Problem: Please retype the line that contains "Expected: for each instance of the building" and all lines that follow it to the end of the entries below, exactly as they stand, with nothing added.

Records for this task START

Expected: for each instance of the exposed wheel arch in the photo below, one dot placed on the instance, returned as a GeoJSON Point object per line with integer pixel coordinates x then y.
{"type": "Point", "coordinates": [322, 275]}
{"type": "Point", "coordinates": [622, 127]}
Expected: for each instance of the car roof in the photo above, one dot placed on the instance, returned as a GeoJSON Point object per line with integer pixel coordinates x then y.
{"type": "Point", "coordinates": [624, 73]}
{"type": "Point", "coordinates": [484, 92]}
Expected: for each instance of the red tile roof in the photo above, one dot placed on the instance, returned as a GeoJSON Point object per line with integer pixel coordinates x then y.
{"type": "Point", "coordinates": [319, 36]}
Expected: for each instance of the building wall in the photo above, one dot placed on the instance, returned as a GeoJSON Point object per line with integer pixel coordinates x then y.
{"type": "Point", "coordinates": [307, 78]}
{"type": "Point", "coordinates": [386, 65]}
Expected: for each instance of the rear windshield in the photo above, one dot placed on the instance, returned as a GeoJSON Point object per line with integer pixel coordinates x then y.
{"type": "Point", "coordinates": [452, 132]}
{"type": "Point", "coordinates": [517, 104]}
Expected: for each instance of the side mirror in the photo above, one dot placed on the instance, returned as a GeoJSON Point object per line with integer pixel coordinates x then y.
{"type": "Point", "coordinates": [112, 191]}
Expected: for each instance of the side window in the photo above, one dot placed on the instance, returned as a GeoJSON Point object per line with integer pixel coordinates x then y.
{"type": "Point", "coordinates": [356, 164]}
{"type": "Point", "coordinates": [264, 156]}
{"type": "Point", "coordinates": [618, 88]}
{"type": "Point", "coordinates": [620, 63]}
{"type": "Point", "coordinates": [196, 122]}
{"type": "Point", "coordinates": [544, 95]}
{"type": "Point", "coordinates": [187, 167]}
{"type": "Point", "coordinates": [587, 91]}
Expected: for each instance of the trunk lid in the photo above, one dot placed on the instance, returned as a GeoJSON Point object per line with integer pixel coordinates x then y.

Records for this task END

Written solution:
Expected: for each instance of the building wall in the photo above, one dot placed on the instance, returned as a GeoJSON Point object per line with integer pixel coordinates x then y.
{"type": "Point", "coordinates": [307, 78]}
{"type": "Point", "coordinates": [386, 65]}
Expected: for each instance of the rear windshield in the photo above, one dot placed on the instance, returned as a GeoJSON Point object per line with integer pixel coordinates x then y.
{"type": "Point", "coordinates": [452, 132]}
{"type": "Point", "coordinates": [517, 104]}
Expected: for each instance of the side mirror in the photo above, one dot placed on the instance, returned as a GeoJSON Point object per line with integer pixel coordinates x then y.
{"type": "Point", "coordinates": [112, 191]}
Expected: for each instance of the side window in the photo above, one dot placed on the instance, returned as a GeoJSON Point object per line with integer pixel coordinates x then y.
{"type": "Point", "coordinates": [356, 164]}
{"type": "Point", "coordinates": [264, 156]}
{"type": "Point", "coordinates": [618, 88]}
{"type": "Point", "coordinates": [620, 63]}
{"type": "Point", "coordinates": [196, 122]}
{"type": "Point", "coordinates": [544, 95]}
{"type": "Point", "coordinates": [187, 167]}
{"type": "Point", "coordinates": [587, 91]}
Expected: for each instance of the trunk lid in the photo above, one dot placed on the instance, returned as a GeoJSON Point object per line with integer pixel coordinates x then y.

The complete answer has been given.